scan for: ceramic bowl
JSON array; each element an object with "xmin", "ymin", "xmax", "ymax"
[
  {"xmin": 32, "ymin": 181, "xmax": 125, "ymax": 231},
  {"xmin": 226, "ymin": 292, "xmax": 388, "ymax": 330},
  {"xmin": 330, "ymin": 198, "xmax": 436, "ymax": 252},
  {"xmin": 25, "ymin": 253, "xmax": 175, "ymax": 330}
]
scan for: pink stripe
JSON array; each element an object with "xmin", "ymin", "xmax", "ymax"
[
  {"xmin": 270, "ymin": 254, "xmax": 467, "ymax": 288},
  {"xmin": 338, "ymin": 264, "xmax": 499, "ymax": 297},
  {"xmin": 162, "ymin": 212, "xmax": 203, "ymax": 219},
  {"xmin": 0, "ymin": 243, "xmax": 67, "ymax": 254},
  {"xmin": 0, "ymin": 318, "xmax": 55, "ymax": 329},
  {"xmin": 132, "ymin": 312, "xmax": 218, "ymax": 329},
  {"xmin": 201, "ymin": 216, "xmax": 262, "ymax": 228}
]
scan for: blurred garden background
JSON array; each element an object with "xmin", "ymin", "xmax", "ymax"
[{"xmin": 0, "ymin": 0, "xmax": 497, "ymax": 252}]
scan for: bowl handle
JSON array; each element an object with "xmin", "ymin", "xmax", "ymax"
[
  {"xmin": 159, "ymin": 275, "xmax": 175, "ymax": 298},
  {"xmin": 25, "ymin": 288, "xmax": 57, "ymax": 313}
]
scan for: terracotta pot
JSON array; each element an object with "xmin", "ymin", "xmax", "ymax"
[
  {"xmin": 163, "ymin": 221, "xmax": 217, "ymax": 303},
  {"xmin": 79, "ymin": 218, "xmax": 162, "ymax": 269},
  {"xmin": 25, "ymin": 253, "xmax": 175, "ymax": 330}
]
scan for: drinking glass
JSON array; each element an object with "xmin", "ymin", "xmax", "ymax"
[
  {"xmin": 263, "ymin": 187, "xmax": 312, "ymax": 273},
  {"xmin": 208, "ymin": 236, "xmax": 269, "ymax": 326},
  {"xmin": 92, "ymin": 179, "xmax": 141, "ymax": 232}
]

....

Set down all of the data above again, exactly.

* Result of this task:
scan for: ceramic bowl
JSON array; each element an object with "xmin", "ymin", "xmax", "ymax"
[
  {"xmin": 32, "ymin": 181, "xmax": 125, "ymax": 231},
  {"xmin": 226, "ymin": 292, "xmax": 388, "ymax": 330},
  {"xmin": 330, "ymin": 198, "xmax": 436, "ymax": 252},
  {"xmin": 25, "ymin": 253, "xmax": 175, "ymax": 330}
]
scan for: pink stripe
JSON array; each element an object with "xmin", "ymin", "xmax", "ymax"
[
  {"xmin": 270, "ymin": 254, "xmax": 467, "ymax": 288},
  {"xmin": 338, "ymin": 264, "xmax": 499, "ymax": 297},
  {"xmin": 162, "ymin": 212, "xmax": 203, "ymax": 219},
  {"xmin": 0, "ymin": 243, "xmax": 67, "ymax": 254},
  {"xmin": 0, "ymin": 318, "xmax": 55, "ymax": 329},
  {"xmin": 132, "ymin": 312, "xmax": 218, "ymax": 329},
  {"xmin": 201, "ymin": 216, "xmax": 262, "ymax": 228}
]
scan for: blurred garden background
JSON array; each element an object with "xmin", "ymin", "xmax", "ymax"
[{"xmin": 0, "ymin": 0, "xmax": 497, "ymax": 252}]
scan for: bowl handle
JSON array; each element an object with "xmin", "ymin", "xmax", "ymax"
[
  {"xmin": 159, "ymin": 275, "xmax": 175, "ymax": 298},
  {"xmin": 25, "ymin": 288, "xmax": 57, "ymax": 313}
]
scan for: terracotta pot
JSON array; each element an object with "xmin", "ymin", "xmax", "ymax"
[
  {"xmin": 163, "ymin": 221, "xmax": 217, "ymax": 303},
  {"xmin": 79, "ymin": 218, "xmax": 162, "ymax": 269},
  {"xmin": 25, "ymin": 253, "xmax": 175, "ymax": 330}
]
scan for: drinking glass
JSON array; each element an object with "xmin", "ymin", "xmax", "ymax"
[
  {"xmin": 263, "ymin": 187, "xmax": 312, "ymax": 273},
  {"xmin": 208, "ymin": 236, "xmax": 269, "ymax": 326},
  {"xmin": 92, "ymin": 179, "xmax": 141, "ymax": 232}
]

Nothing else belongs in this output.